#### Given information

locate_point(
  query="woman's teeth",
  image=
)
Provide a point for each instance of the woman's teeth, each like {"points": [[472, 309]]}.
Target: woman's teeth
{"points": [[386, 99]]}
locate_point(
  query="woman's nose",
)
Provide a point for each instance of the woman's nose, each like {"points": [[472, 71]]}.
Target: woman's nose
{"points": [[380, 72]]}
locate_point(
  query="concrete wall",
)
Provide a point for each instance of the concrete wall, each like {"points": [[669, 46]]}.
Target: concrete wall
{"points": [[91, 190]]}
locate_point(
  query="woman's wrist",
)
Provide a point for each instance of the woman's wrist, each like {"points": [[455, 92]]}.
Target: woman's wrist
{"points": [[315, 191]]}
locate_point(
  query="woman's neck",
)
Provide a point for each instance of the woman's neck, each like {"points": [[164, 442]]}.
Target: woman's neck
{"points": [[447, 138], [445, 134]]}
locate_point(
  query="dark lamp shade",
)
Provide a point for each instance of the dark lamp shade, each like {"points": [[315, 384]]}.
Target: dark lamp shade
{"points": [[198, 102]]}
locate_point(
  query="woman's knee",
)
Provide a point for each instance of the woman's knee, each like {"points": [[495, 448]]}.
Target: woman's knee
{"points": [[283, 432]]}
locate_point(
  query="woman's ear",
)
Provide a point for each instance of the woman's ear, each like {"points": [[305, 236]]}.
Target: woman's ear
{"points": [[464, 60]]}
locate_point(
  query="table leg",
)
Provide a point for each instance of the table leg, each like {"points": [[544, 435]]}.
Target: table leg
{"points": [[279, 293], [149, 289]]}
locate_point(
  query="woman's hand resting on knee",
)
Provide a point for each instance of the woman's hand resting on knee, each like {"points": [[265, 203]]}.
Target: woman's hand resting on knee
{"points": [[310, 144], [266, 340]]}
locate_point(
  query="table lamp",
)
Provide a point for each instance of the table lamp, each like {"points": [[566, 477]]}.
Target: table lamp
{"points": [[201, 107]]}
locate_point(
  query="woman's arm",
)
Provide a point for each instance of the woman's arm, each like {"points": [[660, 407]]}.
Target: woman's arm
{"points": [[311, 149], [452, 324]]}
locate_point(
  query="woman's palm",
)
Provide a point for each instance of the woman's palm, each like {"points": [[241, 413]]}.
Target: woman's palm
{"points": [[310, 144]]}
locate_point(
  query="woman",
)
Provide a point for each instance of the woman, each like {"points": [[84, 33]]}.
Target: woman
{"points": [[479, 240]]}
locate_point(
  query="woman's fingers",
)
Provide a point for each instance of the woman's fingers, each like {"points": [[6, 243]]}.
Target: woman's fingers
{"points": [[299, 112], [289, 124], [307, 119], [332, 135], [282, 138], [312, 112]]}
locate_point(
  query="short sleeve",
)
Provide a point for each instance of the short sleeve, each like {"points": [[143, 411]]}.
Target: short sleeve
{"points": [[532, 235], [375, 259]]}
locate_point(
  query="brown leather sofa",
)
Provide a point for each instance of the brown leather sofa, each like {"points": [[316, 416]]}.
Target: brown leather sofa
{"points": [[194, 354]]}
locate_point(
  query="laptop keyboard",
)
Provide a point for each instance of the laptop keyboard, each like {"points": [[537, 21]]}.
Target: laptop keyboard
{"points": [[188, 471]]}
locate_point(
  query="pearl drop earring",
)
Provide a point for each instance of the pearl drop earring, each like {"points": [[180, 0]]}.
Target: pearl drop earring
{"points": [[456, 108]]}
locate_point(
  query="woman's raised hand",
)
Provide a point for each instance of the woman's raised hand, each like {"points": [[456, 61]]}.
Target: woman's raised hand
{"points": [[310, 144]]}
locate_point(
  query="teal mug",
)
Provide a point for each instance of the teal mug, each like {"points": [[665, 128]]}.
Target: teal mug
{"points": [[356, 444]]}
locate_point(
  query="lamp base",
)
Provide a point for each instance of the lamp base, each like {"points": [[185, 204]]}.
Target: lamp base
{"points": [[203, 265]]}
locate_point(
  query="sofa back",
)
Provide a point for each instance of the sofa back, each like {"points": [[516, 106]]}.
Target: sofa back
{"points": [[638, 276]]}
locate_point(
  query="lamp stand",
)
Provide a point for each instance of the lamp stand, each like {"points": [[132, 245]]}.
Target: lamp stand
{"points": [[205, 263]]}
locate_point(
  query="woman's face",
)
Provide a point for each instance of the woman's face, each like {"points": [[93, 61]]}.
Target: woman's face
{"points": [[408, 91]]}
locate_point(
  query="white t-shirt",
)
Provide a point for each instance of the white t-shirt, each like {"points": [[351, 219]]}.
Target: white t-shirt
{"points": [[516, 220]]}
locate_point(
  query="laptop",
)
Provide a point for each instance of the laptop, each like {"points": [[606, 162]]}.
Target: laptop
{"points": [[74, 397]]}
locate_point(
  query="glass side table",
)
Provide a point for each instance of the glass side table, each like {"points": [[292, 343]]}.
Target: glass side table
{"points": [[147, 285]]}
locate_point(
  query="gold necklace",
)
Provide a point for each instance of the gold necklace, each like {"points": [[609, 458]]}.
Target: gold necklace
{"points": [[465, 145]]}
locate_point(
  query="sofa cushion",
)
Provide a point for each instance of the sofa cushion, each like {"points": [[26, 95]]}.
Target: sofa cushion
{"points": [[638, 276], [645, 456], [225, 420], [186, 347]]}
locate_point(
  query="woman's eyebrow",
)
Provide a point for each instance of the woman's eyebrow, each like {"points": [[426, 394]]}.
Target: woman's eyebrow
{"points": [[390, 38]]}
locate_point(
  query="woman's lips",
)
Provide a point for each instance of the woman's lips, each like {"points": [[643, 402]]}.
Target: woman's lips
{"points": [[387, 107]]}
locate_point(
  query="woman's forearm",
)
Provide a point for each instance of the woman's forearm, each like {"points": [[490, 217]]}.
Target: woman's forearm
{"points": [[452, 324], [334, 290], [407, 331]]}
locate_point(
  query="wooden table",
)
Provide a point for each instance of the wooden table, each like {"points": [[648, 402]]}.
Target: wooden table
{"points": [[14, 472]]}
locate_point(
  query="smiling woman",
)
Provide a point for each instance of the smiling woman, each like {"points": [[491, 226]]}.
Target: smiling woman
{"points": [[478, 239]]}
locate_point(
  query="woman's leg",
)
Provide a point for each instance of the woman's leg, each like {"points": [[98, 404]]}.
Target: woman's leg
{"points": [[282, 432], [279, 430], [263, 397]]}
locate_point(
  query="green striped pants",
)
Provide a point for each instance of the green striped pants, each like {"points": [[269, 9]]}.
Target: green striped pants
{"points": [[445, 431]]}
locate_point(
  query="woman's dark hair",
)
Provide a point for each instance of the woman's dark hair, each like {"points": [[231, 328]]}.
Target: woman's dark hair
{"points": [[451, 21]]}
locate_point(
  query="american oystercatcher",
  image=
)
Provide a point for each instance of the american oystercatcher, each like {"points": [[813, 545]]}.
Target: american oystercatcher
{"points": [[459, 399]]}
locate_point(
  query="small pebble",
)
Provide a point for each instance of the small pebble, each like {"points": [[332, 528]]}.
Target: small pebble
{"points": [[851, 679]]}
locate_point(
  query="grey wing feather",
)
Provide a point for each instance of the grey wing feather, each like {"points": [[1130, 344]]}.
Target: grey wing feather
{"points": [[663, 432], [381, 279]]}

########

Your task » Select every line in the rows above that contains the word "glass" and copy each one out in full.

Solution for this task »
  query="glass side table",
Provide a point for each instance of the glass side table, each like {"points": [[292, 343]]}.
Target: glass side table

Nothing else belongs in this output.